» **What is expected**: With the pictures left out, return exactly the lines from the one containing "of the water" through the end of the listing below.

________________

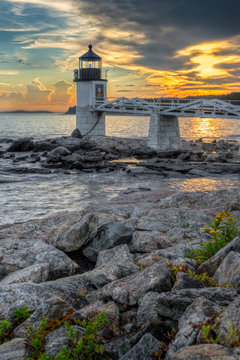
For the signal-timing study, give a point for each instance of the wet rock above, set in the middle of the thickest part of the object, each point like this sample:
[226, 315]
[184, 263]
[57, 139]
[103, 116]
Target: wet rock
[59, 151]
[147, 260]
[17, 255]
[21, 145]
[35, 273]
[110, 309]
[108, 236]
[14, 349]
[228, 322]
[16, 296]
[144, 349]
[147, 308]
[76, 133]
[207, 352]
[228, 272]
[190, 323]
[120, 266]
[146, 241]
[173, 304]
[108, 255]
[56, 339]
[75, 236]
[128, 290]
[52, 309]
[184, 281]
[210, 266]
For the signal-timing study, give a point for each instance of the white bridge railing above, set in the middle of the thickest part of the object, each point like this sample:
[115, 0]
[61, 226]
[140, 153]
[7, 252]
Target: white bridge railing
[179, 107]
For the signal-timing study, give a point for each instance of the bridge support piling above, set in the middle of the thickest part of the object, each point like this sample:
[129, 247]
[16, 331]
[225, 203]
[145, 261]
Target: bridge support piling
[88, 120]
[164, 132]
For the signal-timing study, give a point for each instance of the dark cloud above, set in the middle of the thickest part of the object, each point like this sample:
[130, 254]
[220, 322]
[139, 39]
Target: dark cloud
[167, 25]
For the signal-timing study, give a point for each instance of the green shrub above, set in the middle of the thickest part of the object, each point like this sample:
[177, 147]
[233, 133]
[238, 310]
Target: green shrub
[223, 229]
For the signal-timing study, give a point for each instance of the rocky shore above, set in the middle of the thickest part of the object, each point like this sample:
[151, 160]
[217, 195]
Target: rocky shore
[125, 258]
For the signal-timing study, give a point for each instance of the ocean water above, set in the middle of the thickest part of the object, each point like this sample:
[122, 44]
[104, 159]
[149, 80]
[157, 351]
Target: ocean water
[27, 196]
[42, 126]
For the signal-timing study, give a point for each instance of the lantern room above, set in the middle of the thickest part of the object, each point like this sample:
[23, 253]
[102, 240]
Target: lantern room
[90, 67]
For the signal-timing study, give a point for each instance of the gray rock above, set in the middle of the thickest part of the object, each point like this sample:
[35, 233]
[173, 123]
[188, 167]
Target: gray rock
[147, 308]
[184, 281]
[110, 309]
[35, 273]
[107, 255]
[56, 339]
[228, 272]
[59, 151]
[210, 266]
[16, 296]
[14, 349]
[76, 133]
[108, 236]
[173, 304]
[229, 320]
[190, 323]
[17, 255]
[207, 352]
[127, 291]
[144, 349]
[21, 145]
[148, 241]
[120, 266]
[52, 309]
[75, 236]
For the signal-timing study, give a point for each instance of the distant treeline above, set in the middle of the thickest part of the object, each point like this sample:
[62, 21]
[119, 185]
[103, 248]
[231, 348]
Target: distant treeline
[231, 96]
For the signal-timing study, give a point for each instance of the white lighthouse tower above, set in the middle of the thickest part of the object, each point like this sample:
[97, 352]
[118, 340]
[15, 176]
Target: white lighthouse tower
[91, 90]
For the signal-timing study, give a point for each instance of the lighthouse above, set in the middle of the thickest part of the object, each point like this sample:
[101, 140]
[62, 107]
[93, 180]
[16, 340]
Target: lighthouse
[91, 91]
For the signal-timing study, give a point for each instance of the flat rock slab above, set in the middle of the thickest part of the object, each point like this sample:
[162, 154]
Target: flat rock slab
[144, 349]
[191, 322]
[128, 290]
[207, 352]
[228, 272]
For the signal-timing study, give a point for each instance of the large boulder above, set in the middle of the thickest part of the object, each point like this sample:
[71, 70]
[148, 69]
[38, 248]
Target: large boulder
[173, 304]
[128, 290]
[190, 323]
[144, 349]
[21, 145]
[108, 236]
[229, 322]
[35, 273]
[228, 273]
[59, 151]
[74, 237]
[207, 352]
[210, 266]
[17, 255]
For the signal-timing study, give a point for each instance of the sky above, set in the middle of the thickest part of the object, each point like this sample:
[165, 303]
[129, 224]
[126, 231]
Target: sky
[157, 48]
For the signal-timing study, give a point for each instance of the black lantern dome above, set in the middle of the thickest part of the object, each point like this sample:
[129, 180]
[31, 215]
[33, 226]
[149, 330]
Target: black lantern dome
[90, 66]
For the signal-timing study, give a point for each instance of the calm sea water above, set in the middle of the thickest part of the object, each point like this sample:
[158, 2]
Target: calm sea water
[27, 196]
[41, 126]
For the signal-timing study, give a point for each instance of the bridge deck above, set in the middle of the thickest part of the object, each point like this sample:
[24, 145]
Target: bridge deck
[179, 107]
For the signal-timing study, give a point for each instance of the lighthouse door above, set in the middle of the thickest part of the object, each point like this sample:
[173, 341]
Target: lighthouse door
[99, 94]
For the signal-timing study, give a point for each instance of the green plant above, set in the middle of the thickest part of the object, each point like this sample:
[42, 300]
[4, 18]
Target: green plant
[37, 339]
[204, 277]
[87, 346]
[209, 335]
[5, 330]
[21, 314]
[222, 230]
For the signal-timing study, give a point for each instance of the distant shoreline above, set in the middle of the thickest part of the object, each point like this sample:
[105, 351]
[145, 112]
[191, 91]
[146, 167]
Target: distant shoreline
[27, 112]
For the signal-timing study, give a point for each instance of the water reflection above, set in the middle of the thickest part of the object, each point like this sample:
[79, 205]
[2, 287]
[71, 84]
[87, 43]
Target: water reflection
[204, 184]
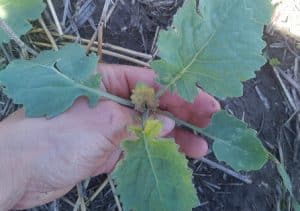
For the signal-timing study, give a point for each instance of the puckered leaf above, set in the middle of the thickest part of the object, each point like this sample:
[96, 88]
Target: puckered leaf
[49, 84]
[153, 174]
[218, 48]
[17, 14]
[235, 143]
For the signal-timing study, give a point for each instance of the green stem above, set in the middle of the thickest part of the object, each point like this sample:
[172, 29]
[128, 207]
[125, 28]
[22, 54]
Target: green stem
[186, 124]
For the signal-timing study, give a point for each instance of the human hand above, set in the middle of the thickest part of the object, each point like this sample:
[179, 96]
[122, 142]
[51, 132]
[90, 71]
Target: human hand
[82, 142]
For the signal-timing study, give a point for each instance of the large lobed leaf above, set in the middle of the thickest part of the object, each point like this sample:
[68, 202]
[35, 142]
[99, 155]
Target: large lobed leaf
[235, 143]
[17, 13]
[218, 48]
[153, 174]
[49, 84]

________________

» **Correct output**:
For the signal-timing study, give a point for each instance of the water reflection above, set in the middle of the thickest part of the object, each point like this sample:
[79, 205]
[2, 287]
[71, 84]
[87, 43]
Target: water reflection
[204, 184]
For the signal-timing study, give a point for each instance of the puckered leaf above, set in the middle of the thickest part of the object, each point like this sample:
[96, 88]
Target: puckered leaf
[49, 84]
[153, 174]
[218, 48]
[17, 14]
[235, 143]
For the signal-timing study, give a point for each instance of the green stem above, set in the middle of the thickest part of the object, each point like this sample:
[172, 29]
[128, 207]
[125, 28]
[22, 54]
Target: green stem
[186, 124]
For the signal-timing study, give a point for each instance of the human hand above, set in the middle of the thickest part of the object, each point like this sample:
[179, 96]
[122, 142]
[51, 132]
[90, 71]
Target: human hand
[82, 142]
For the signal-timing study, give a point for each instance of the large lobed leaf above, set in the middle of the thickest part of the object, each point like this sample:
[68, 202]
[35, 142]
[99, 155]
Target: large lobed leaf
[235, 143]
[17, 13]
[218, 48]
[153, 174]
[49, 84]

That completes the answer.